* _WHAT TO WORK ON_: Using the word "wooden" as the filter, copy each matching line from the records.

━━━━━━━━━━

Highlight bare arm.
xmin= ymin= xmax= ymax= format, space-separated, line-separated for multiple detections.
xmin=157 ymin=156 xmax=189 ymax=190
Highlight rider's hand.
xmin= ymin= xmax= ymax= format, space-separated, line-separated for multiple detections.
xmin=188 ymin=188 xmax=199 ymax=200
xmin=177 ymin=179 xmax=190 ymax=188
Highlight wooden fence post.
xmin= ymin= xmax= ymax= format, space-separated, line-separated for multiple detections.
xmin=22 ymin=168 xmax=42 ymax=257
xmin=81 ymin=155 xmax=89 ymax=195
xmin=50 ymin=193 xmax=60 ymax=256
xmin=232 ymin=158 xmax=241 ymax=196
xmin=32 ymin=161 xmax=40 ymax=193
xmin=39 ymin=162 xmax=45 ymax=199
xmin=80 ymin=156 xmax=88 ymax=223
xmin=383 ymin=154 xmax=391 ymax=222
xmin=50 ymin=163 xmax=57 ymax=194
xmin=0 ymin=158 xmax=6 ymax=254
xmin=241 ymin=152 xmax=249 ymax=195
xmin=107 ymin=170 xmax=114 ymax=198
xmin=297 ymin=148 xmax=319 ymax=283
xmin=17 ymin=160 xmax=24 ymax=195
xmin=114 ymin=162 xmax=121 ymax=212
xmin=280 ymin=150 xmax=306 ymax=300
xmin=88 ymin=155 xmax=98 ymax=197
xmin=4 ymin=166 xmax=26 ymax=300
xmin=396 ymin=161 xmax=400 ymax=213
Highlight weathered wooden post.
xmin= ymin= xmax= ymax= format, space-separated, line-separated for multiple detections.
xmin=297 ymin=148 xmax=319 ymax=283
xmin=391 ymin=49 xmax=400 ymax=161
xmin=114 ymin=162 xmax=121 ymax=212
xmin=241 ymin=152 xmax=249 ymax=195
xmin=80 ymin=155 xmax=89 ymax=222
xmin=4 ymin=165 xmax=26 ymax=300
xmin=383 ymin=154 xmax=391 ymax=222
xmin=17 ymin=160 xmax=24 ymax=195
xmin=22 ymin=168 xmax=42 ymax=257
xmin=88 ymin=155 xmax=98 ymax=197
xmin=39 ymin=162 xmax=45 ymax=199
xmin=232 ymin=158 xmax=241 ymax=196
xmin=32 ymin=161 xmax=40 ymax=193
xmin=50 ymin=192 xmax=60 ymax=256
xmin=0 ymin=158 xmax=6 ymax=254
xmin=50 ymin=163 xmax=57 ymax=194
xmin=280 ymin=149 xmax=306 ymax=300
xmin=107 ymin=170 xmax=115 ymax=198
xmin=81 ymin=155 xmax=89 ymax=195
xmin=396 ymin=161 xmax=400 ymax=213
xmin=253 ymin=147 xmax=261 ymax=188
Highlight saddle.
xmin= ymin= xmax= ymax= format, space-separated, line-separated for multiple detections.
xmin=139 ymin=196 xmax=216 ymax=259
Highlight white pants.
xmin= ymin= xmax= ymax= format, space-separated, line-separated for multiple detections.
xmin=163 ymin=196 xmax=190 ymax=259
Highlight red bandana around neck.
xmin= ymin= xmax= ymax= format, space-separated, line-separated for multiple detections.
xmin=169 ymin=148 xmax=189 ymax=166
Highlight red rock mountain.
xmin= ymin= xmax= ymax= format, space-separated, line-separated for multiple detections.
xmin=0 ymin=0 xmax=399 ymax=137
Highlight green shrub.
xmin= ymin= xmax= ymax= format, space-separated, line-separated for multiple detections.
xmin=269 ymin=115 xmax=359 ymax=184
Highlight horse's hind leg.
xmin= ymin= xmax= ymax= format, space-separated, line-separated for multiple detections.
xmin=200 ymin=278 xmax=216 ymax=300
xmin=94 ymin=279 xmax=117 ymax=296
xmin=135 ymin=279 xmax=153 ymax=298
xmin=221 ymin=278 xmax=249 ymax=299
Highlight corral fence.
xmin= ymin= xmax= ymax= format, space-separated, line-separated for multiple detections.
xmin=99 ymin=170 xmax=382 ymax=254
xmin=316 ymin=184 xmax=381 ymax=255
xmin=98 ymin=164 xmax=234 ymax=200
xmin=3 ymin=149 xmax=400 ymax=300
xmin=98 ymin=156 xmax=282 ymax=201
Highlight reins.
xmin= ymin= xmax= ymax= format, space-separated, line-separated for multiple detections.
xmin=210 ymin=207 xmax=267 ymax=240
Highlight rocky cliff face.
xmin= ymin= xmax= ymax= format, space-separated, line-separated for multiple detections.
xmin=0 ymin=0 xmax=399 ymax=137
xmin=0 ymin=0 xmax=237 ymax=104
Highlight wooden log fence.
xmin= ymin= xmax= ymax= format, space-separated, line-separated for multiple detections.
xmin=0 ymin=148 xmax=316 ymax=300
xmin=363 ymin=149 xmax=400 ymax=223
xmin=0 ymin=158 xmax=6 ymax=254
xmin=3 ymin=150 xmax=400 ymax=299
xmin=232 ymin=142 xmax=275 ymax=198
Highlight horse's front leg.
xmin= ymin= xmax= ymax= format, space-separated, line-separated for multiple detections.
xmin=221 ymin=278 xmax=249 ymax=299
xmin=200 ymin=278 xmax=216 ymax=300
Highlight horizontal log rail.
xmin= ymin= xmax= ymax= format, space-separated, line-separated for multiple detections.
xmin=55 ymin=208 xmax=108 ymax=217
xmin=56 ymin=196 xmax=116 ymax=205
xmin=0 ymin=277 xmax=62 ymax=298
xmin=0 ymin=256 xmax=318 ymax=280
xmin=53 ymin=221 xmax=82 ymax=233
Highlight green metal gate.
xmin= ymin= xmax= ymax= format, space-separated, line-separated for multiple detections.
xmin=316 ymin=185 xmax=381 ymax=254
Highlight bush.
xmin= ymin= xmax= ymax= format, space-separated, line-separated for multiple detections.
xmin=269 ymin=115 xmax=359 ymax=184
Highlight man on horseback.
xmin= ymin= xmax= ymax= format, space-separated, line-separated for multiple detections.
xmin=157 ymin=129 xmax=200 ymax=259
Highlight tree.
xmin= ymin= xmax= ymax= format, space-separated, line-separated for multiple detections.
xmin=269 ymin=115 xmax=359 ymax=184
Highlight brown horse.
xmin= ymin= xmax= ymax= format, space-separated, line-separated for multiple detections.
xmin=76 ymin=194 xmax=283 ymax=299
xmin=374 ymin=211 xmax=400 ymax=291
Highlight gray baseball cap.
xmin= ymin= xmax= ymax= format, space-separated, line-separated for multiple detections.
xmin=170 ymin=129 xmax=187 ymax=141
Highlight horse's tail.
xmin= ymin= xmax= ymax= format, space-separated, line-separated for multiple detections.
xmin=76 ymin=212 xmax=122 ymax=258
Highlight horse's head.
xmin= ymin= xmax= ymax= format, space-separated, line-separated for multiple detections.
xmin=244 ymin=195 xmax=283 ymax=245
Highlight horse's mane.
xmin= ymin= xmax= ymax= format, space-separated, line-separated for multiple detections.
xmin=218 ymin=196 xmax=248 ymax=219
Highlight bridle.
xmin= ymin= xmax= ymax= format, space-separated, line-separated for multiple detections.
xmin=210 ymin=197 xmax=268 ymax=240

━━━━━━━━━━

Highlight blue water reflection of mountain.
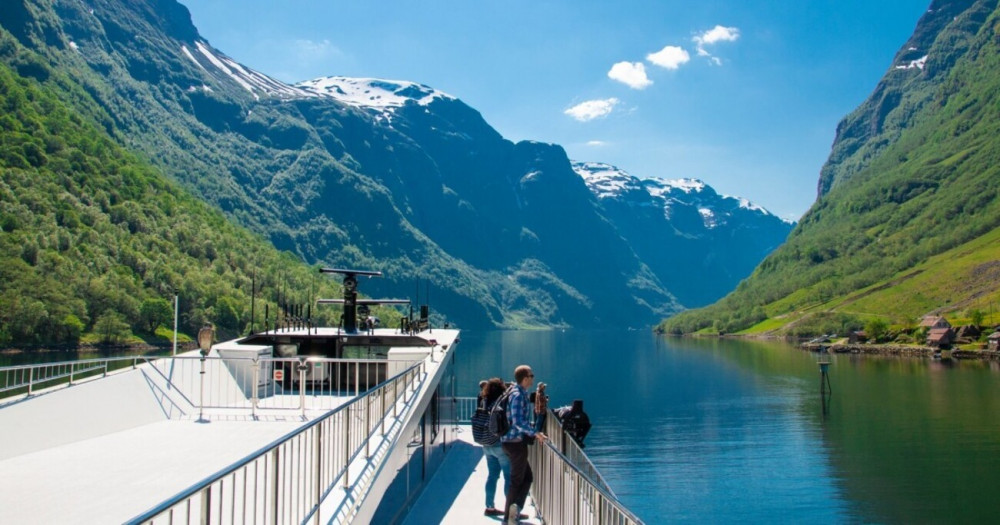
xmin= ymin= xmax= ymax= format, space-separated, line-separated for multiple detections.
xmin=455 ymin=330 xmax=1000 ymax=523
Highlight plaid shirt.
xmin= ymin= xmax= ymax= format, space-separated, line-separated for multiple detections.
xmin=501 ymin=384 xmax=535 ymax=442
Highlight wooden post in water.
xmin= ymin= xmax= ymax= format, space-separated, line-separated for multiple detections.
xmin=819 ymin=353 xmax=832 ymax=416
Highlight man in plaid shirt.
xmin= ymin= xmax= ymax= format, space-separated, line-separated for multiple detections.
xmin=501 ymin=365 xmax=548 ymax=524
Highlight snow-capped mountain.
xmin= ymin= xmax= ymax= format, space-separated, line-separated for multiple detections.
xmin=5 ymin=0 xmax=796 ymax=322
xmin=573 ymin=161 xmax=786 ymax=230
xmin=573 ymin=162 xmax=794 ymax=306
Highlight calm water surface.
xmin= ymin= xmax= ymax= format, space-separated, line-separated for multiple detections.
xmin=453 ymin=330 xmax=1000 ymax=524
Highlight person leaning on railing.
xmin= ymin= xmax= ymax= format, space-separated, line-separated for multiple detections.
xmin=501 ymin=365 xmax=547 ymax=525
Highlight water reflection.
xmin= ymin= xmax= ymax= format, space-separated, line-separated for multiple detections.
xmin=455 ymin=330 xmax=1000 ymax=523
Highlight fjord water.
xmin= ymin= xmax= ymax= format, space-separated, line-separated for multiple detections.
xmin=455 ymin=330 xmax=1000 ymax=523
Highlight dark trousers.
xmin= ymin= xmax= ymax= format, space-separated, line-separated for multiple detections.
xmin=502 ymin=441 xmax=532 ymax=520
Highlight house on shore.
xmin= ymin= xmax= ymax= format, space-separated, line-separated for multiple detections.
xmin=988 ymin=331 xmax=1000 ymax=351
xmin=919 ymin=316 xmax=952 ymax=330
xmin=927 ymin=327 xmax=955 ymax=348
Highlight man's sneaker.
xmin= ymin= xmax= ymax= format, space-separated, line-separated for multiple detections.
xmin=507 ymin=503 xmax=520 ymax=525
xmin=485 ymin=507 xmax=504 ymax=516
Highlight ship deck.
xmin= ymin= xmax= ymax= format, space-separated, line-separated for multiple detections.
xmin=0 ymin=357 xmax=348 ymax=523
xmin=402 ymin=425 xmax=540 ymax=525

━━━━━━━━━━

* _THE COMPLETED TASK_:
Highlight wooden fence post.
Highlight weathered wooden post.
Highlight wooden log fence.
Highlight wooden post in water.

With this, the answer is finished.